>> Start Given text

# Hobby 750 GELC Tyre pressures - got Tyrepal



## riverboat2001 (Apr 2, 2009)

Hi All,

Never really bothered with tyre pressures, but was given a Tyrepal kit, and would love to take the plunge and actually fit them (they've been sitting in the living room for the last 8 months)

So from perusing the forums it appears i should have 80psi in the rear, but what should i put in the front

It's a Hobby 750 GELC tag axle with Michelin Camping XC all round.

Left it really late, but we're off to France for a month in the next four days, so any advice really appreciated.

Cheers All


----------



## 747 (Oct 2, 2009)

To be quite honest, I would check the date stamp on your tyres before you do anything. It's a while since Michelin produced the XC tyres, they have made the Agilis ones for camping cars instead. They could well be ready for changing.


----------



## riverboat2001 (Apr 2, 2009)

Well, i could only find the date stamp on one tyre, and it's 7 years old.

I've left it too late to order new tyres, so thought i'll have to do the best i can.


----------



## 747 (Oct 2, 2009)

>> End Given text
>> Start Provided data

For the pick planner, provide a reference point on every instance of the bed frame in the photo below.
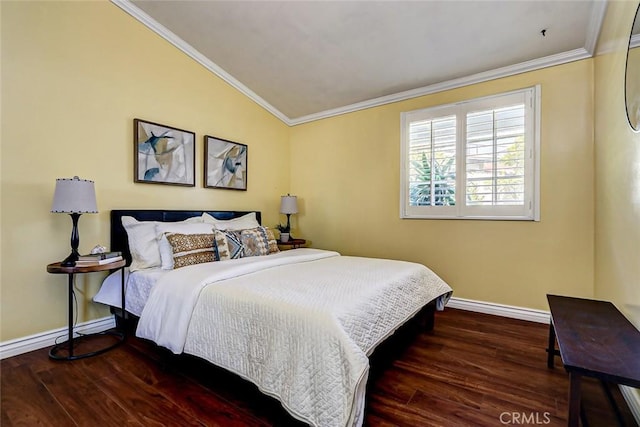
(119, 242)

>> End Provided data

| Your tasks |
**A.** In the tyre pressure thread above the lines, how old is the one tyre whose date stamp riverboat2001 could find?
**B.** Continue the tyre pressure thread from where it stops.

| Answer set |
**A.** Seven years old.

**B.**
You probably have a front axle rating of around 2,000 Kg, so your front should be close to 80 psi. Your rear axles should be 1,500 Kg EACH and should be less than 80 psi. 60 psi should be about right but I run mine at around 75 psi on the same Alko axles. The van feels OK and behaves properly if I have to brake hard. It is just my own way of thinking but I believe a higher pressure is better for tyres when they are stationary for long periods. The trouble is that my Insurance Company might make a claim null and void by saying the tyre pressures were incorrect and contributed to an accident.


----------



## Glandwr (Jun 12, 2006)

You speak knowlegablly 747. Do you refer to tables? If so where can I find them? front axle 2.1 tonne, rear 4.2 (twin wheel single axle)  

Dick


----------



## 747 (Oct 2, 2009)

Hi Dick,

I have a similar layout to the Hobby. In fact if I ever change my van it will be one of those I would buy.

If it is tables you want then have this one on me.


----------



## riverboat2001 (Apr 2, 2009)

Thanks 747.

Most people seem to put 80 in the rear, i'm hoping to get to weighbridge on Wednesday to check my loading. I think, going by past experience, that i'm well under the maximum load.

My Alko plate says :

Axle 1 1850kg
Axle 2 1500kg
Axle 3 1500kg


Cheers


----------



## Yaxley (Jul 25, 2008)

Hi Riverboat.
I have a similar van and similar tyres.
I put 80psi in the back and 65psi in the front.
Ian


----------



## 1neil (Jan 28, 2012)

I have a tag axle Hobby that has air suspension. I run it with 65 psi in the Michelin Agilis tyres on the front and 58 psi in the Mitchelin XC's at the rear. These are the pressures that the previous owner had used.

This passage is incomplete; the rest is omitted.